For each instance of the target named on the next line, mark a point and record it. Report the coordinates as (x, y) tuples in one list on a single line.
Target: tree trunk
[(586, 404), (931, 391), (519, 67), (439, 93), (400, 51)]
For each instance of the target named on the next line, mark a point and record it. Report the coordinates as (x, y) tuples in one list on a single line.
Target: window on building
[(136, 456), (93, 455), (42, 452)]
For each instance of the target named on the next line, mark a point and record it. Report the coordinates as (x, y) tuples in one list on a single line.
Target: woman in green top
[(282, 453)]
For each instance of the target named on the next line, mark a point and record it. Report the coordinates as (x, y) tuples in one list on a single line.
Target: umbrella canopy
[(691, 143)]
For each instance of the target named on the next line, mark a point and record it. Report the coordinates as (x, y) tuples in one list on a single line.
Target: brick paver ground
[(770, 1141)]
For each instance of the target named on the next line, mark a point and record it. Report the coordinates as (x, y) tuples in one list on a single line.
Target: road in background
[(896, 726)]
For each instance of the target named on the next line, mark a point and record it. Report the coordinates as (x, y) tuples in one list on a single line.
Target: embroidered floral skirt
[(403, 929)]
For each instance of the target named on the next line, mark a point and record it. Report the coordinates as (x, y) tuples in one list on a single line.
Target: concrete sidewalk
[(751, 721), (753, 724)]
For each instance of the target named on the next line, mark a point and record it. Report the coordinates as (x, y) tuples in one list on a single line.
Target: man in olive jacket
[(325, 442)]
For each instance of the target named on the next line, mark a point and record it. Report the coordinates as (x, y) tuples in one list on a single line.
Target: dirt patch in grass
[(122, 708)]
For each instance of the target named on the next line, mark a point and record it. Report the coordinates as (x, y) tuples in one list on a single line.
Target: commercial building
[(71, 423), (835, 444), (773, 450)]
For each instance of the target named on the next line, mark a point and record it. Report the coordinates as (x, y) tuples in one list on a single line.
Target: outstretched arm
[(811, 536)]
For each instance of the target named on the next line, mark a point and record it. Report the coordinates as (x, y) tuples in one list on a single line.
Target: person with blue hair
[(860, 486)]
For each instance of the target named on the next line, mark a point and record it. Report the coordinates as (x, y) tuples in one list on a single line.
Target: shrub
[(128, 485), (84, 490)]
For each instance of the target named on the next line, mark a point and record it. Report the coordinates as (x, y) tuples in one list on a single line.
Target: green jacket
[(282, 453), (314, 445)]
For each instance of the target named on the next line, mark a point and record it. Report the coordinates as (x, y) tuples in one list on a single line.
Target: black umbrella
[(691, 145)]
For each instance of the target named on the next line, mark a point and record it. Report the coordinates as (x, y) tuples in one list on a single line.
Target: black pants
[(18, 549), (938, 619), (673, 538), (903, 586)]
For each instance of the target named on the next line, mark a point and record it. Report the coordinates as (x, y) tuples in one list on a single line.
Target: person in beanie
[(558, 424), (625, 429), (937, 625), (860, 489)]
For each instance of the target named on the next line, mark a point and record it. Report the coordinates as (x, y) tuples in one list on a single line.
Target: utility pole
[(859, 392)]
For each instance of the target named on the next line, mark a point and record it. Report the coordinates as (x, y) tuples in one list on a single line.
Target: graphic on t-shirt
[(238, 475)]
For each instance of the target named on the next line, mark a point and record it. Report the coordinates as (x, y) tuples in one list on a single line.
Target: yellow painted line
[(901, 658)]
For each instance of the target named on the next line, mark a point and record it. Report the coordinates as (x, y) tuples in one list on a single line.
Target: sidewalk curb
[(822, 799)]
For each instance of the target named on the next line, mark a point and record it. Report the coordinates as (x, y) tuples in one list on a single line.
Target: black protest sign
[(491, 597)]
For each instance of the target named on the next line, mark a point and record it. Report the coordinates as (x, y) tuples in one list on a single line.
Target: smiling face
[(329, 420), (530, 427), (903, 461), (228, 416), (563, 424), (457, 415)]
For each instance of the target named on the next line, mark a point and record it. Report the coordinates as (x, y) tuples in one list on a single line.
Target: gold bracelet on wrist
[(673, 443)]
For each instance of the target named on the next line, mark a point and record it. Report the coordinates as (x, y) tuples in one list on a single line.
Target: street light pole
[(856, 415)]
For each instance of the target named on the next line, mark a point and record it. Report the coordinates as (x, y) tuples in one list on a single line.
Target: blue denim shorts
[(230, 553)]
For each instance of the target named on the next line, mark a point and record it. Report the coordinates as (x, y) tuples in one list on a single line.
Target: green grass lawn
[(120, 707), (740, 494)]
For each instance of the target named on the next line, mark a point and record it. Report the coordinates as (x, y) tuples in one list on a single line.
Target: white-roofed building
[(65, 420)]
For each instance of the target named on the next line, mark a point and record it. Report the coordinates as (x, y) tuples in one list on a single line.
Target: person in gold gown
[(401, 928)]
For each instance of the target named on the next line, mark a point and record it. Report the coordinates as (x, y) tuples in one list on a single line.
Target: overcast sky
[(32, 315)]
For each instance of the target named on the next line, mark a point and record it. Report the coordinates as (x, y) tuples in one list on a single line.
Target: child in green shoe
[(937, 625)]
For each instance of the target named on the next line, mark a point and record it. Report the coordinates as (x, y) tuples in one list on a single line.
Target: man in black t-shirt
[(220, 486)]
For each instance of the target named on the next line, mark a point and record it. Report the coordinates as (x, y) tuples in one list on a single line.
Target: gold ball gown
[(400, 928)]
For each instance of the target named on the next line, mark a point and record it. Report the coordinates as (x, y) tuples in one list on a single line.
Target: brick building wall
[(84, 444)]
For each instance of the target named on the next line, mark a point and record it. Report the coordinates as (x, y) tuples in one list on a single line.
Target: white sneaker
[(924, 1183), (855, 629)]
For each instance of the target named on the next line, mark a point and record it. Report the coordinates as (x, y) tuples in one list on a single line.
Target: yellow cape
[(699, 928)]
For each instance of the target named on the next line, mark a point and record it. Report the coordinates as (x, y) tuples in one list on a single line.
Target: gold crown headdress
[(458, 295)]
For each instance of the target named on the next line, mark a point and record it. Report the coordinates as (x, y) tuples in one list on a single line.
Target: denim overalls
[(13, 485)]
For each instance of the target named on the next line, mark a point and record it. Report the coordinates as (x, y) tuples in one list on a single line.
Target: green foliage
—————
* _About this exercise_
What is needed is a word-for-word copy of all the entries.

* _Solution for this problem_
For each instance of the target named on the next line, mark a point and record it. Report the coordinates as (x, y) tuples in one list on a single line.
Target: tree trunk
[(586, 404), (931, 391), (519, 67), (439, 93), (400, 51)]
For each instance of the target named on the next line, mark a point and record it. Report the coordinates as (x, y) tuples in one list on a single line.
Target: window on building
[(136, 456), (93, 455), (42, 452)]
For each instance of the target named on the next line, mark a point and record it. Report the coordinates as (x, y) tuples in one list on a single line.
Target: woman in green top
[(282, 453)]
For each instance of the target named on the next line, mark a point and record it. Report the coordinates as (x, y) tuples in one list on a single line.
Target: umbrella canopy
[(691, 143)]
For each instance of the target named on the next line, mark a point and record it. Report the coordinates as (x, y) tuples in one list on a single line.
Target: brick paver ground
[(770, 1141)]
For each instance of the target named on the next line, mark a point and record it. Report the coordinates as (x, y) tuples in one list on a single line.
Target: road in background
[(896, 726)]
For each instance of the target named on the next line, mark a point and record it. Report the coordinates as (x, y) tuples in one list on a single line.
Target: embroidered floral skirt
[(403, 929)]
For each instance of the target named on the next line, mark a point and record it. Report the coordinates as (x, y) tuples in one list on a single line.
Target: concrete sidewalk
[(751, 721), (753, 724)]
For each instance of the target named on the next line, mark a point and record it. Report the coordinates as (x, y) tuples in one list on a single line.
Target: man in olive jacket
[(325, 442)]
For each instance of the target named on the next line, mark a point and record it. Report the coordinates as (x, y) tuples in one list on a single line.
Target: dirt patch in grass
[(122, 708)]
For each instance of the target named on the next line, mark a point and record it. Report the coordinates as (x, y) tuples in one list on a single line.
Target: commercial building
[(71, 423), (835, 444), (773, 450)]
For each instance of the target named on the next line, mark a point and record it. Report the coordinates as (x, y) tuples in one list on a single line.
Target: outstretched arm
[(811, 536)]
For each instance of the target named on the next line, mark a point and record it. Report the coordinates as (x, y) tuples in one list on a single line.
Target: person with blue hair
[(860, 486)]
For each instance of the target named on the next line, mark a point and record it. Report the coordinates as (x, y) tuples in one list on a single line.
Target: shrub
[(128, 485), (84, 490)]
For each instance of the target named on the next line, mark a point and record it. Report the coordinates as (x, y) tuples in one list on a single line.
Target: green jacket
[(282, 453), (314, 445)]
For each instance of the target named on the next line, mark a point and record it. Report the coordinates as (x, y) tuples in one list on a single line.
Target: black umbrella
[(691, 145)]
For each instance of the target named on the next line, mark a point and record it. Report the coordinates as (x, y) tuples in one list on a single line.
Target: black pants
[(18, 549), (938, 619), (673, 538), (903, 586)]
For each instance of the target named on the next line, mark a point and record it. Report the coordinates as (x, y) tuples in one list on a single line.
Target: person in beanie
[(558, 424), (625, 429), (937, 625), (860, 489)]
For each instance of the target named on the next line, mark a point and record it. Report the coordinates as (x, y) tuples in one list on a single line.
Target: utility pole
[(859, 392)]
For each instance of the target named on the next line, mark a point and record it. Report the coordinates as (x, y) tuples in one list on a single line.
Target: graphic on t-shirt
[(238, 475)]
For each instance of the target named on the next line, mark a point and record it. Report the coordinates as (x, y) tuples in one list on a single line.
Target: yellow painted line
[(901, 658)]
For each instance of the target named on the next line, mark a point and record it. Report the coordinates as (x, y) tuples in one list on a single line.
Target: sidewalk curb
[(822, 799)]
For each instance of the target named on the next line, mark a point and record it. Report the coordinates as (x, y) tuples in one list on a single line.
Target: black protest sign
[(491, 597)]
For each instance of the target named on the next line, mark a point and record it. Report the coordinates as (x, y) tuples in one list on a single line.
Target: smiling face
[(329, 420), (530, 427), (903, 461), (228, 416), (563, 424), (457, 415)]
For each instance of the target named on the next line, mark a point and record it. Report the coordinates as (x, y) tuples in one list on a single line.
Target: gold bracelet on wrist
[(673, 443)]
For each instance of the target named on the next line, mark a point and record it. Report the coordinates as (x, y) tuples in one list on a single line.
Target: street light pole
[(856, 415)]
For each instance of the target named on the next line, mark a point and record it. Report the coordinates as (x, y) tuples in one list on a single line.
Target: blue denim shorts
[(230, 553)]
For each instance of the target named on the next line, mark a point and record it. Report the coordinates as (x, y) tuples in one list on a single line.
Target: green grass lawn
[(120, 707), (740, 494)]
For each instance of the target named on the next line, mark a point and record it. Report the coordinates as (x, y) tuples in one list on a single line.
Target: white-roofed building
[(65, 420)]
For each instance of the target named on the next line, mark a point and record it. Report the coordinates as (x, y) tuples in one list on a single line.
Target: person in gold gown
[(401, 928)]
For each instance of the target named on the next line, mark a point and record it. Report the coordinates as (x, y) tuples in one list on a single line.
Target: overcast sky
[(32, 315)]
For each instance of the target named on the next line, mark a point and record it. Report the coordinates as (x, y) tuples in one list on a single line.
Target: child in green shoe
[(937, 625)]
For each instance of the target named on the next line, mark a point and record it. Report the coordinates as (x, y) tuples in one list on a single line.
Target: man in black t-shirt
[(220, 486)]
For each instance of the target named on the next line, mark a point and record it. Report the coordinates as (x, y) tuples in one list on a single line.
Target: gold ball gown
[(400, 928)]
For each instance of the target named on the next line, mark a point and record it. Report the coordinates as (x, y) tuples in one list on a single line.
Target: brick building wall
[(84, 444)]
For each instance of the target named on the next line, mark a point and record it. Report the coordinates as (x, y) tuples in one list on a single line.
Target: white sneaker
[(924, 1183), (855, 629)]
For each instance of the target named on the next line, mark a point and record it. Report the coordinates as (x, y) tuples in one list on a single line.
Target: yellow cape
[(699, 928)]
For each instance of the target named on the next line, mark a point and record it. Report the coordinates as (x, y) tuples in one list on a single line.
Target: gold crown headdress
[(458, 295)]
For each instance of the target named on the next line, mark a point and record it. Report the coordinates as (x, y) tuples in one list on a single line.
Target: denim overalls
[(13, 485)]
For each instance of the target named on the next line, mark a point and record it. Report the coordinates as (x, y) tuples in one list on a single line.
Target: green foliage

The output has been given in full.